#### TEXT EXCERPT

= Beginning of Section =

For the first six months of 2019, three were only four albums certified gold and platinum by the RIAA. None of those albums were from the country genre, while three were from hip-hop. Only two albums released in 2018 were certified gold in the same year they were released: Carrie Underwood’s Cry Pretty and Jason Aldean’s Rearview Town. Both were certified gold between August and October 2018, so in back-to-back years, country music didn’t produce a single gold or platinum-certified album in the first half of the year. “The game has changed where hip-hop is the top earner,” Gilmore said. “We’re seeing the actualization of hip-hop being pop.”
A teenager mixed the 808 bass bounce of hip-hop with Wrangler jeans and Billy Ray Cyrus’s horse riding musings to make the longest running No. 1 song in the 60-year history of the Billboard Hot 100 charts. Regardless of whether you hear country, rap or both when you listen to Lil Nas X’s “Old Town Road (Remix),” its impact is undeniable and yet still understated. The song revealed a viable market for the sound of music that fused country with hip-hop.
Nashville is place where a rapper like Petty is repurposing Ray Charles’s timeless 1960’s classic “Hit The Road Jack” for his “Get Your Hoe Back” onstage at The Underflow. “Urban music is having an influence on country music and because of that the local urban music scene in Nashville will be able to benefit from that shift,” Holt said.
The night was capped off by Tay Keith’s mosh pit-inducing DJ set. By the time his fifth straight Billboard hit blared through the Marathon Music Works’ speakers and the infectious energy of the crowd carrying over from the hometown artists’ sets, it was apparent that Nashville may be the home of country music by history, but it’s slowly becoming the sound of the country for the future.

= End of Section =

#### RECORDS SUPPLIED
= Beginning of Section =

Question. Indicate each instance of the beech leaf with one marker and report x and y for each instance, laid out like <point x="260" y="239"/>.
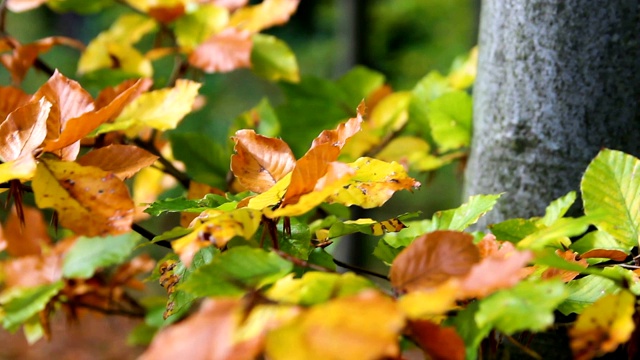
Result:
<point x="603" y="326"/>
<point x="609" y="186"/>
<point x="326" y="331"/>
<point x="223" y="52"/>
<point x="433" y="259"/>
<point x="121" y="160"/>
<point x="260" y="162"/>
<point x="89" y="201"/>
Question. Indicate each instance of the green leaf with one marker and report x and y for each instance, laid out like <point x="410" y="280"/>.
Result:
<point x="272" y="59"/>
<point x="316" y="287"/>
<point x="206" y="161"/>
<point x="89" y="254"/>
<point x="467" y="327"/>
<point x="359" y="83"/>
<point x="20" y="304"/>
<point x="450" y="120"/>
<point x="610" y="186"/>
<point x="181" y="204"/>
<point x="527" y="306"/>
<point x="558" y="208"/>
<point x="514" y="230"/>
<point x="465" y="215"/>
<point x="235" y="271"/>
<point x="557" y="235"/>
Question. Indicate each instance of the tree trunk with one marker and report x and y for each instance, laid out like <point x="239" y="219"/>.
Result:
<point x="557" y="81"/>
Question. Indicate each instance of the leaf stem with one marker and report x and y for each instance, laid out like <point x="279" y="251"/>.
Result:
<point x="360" y="270"/>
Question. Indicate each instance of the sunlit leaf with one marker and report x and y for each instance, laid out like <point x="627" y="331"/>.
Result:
<point x="610" y="187"/>
<point x="433" y="259"/>
<point x="603" y="326"/>
<point x="121" y="160"/>
<point x="89" y="201"/>
<point x="260" y="161"/>
<point x="223" y="52"/>
<point x="21" y="304"/>
<point x="217" y="227"/>
<point x="89" y="254"/>
<point x="272" y="59"/>
<point x="24" y="129"/>
<point x="195" y="27"/>
<point x="327" y="331"/>
<point x="527" y="306"/>
<point x="266" y="14"/>
<point x="235" y="271"/>
<point x="467" y="214"/>
<point x="160" y="109"/>
<point x="316" y="287"/>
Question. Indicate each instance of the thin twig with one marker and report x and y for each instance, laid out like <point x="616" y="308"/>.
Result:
<point x="360" y="270"/>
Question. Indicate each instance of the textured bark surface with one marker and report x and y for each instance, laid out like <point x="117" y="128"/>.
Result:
<point x="557" y="81"/>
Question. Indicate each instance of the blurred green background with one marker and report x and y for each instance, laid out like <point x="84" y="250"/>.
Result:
<point x="402" y="39"/>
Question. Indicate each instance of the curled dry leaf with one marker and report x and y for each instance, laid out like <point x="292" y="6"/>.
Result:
<point x="122" y="160"/>
<point x="364" y="326"/>
<point x="89" y="201"/>
<point x="223" y="52"/>
<point x="260" y="161"/>
<point x="433" y="259"/>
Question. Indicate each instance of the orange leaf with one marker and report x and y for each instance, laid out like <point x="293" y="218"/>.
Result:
<point x="24" y="129"/>
<point x="122" y="160"/>
<point x="565" y="275"/>
<point x="12" y="98"/>
<point x="89" y="201"/>
<point x="223" y="52"/>
<point x="260" y="161"/>
<point x="28" y="238"/>
<point x="439" y="342"/>
<point x="433" y="259"/>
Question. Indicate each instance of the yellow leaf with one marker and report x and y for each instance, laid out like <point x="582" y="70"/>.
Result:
<point x="373" y="184"/>
<point x="264" y="15"/>
<point x="603" y="326"/>
<point x="427" y="304"/>
<point x="89" y="201"/>
<point x="365" y="326"/>
<point x="217" y="227"/>
<point x="160" y="109"/>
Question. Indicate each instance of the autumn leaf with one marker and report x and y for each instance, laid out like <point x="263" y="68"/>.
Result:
<point x="121" y="160"/>
<point x="260" y="161"/>
<point x="603" y="326"/>
<point x="365" y="326"/>
<point x="433" y="259"/>
<point x="89" y="201"/>
<point x="264" y="15"/>
<point x="24" y="129"/>
<point x="437" y="341"/>
<point x="223" y="52"/>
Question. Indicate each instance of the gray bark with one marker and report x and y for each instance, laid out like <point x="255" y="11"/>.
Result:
<point x="557" y="81"/>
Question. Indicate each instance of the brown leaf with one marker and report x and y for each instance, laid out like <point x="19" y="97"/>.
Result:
<point x="11" y="99"/>
<point x="89" y="201"/>
<point x="74" y="129"/>
<point x="260" y="161"/>
<point x="69" y="101"/>
<point x="28" y="238"/>
<point x="223" y="52"/>
<point x="440" y="343"/>
<point x="122" y="160"/>
<point x="565" y="275"/>
<point x="433" y="259"/>
<point x="24" y="129"/>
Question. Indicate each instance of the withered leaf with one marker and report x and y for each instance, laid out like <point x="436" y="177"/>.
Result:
<point x="260" y="161"/>
<point x="432" y="259"/>
<point x="89" y="201"/>
<point x="122" y="160"/>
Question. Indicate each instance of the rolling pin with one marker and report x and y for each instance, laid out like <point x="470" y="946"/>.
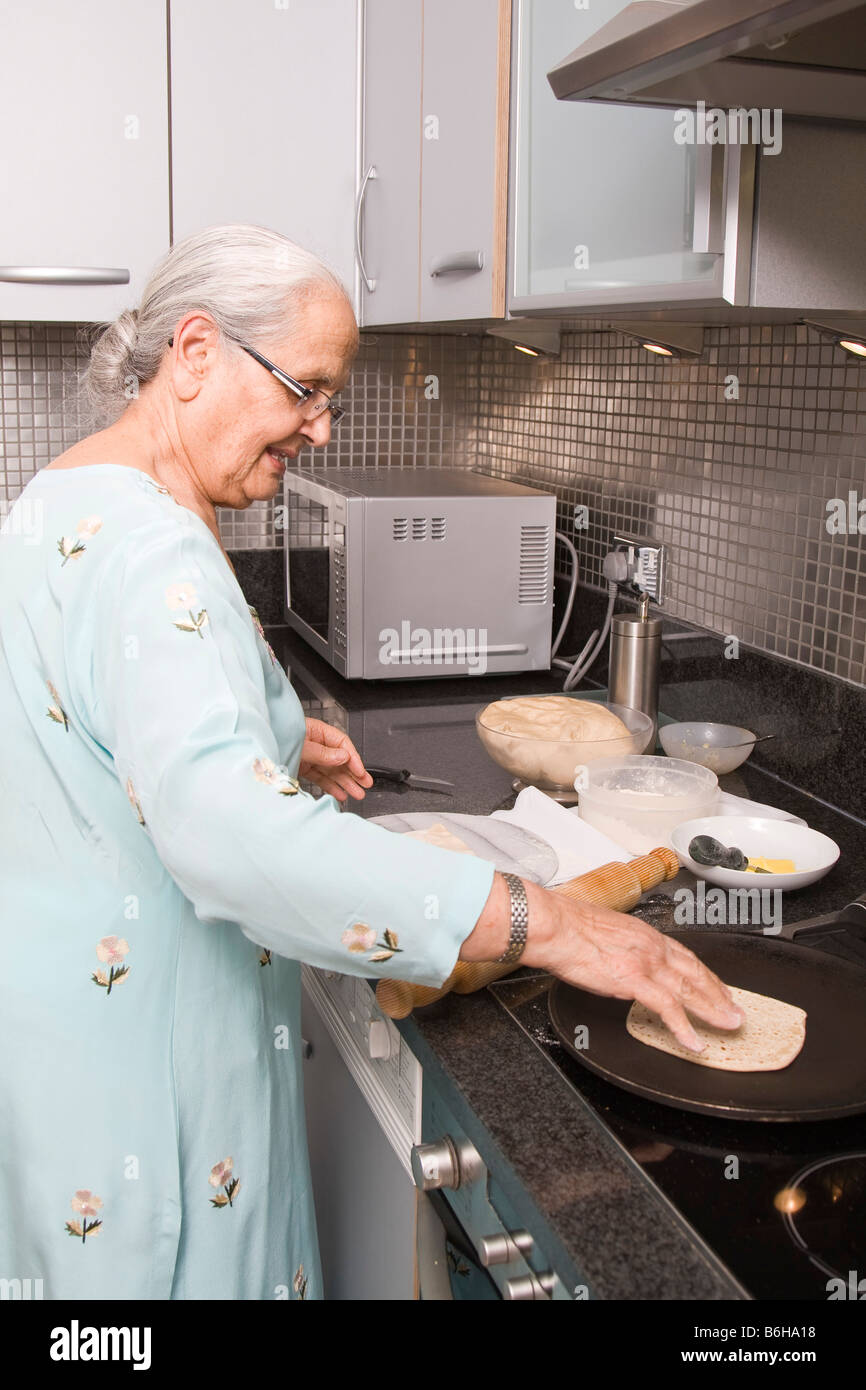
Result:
<point x="617" y="886"/>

= End of Section =

#### PROBLEMS TO WORK ON
1. Reproduce the passage of the text on hip-hop and country music from "A teenager mixed" to "country with hip-hop.".
2. List every song that the text on hip-hop and country music names by its title.

#### RESPONSE LIST
1.
A teenager mixed the 808 bass bounce of hip-hop with Wrangler jeans and Billy Ray Cyrus’s horse riding musings to make the longest running No. 1 song in the 60-year history of the Billboard Hot 100 charts. Regardless of whether you hear country, rap or both when you listen to Lil Nas X’s “Old Town Road (Remix),” its impact is undeniable and yet still understated. The song revealed a viable market for the sound of music that fused country with hip-hop.

2.
"Old Town Road (Remix)"
"Hit The Road Jack"
"Get Your Hoe Back"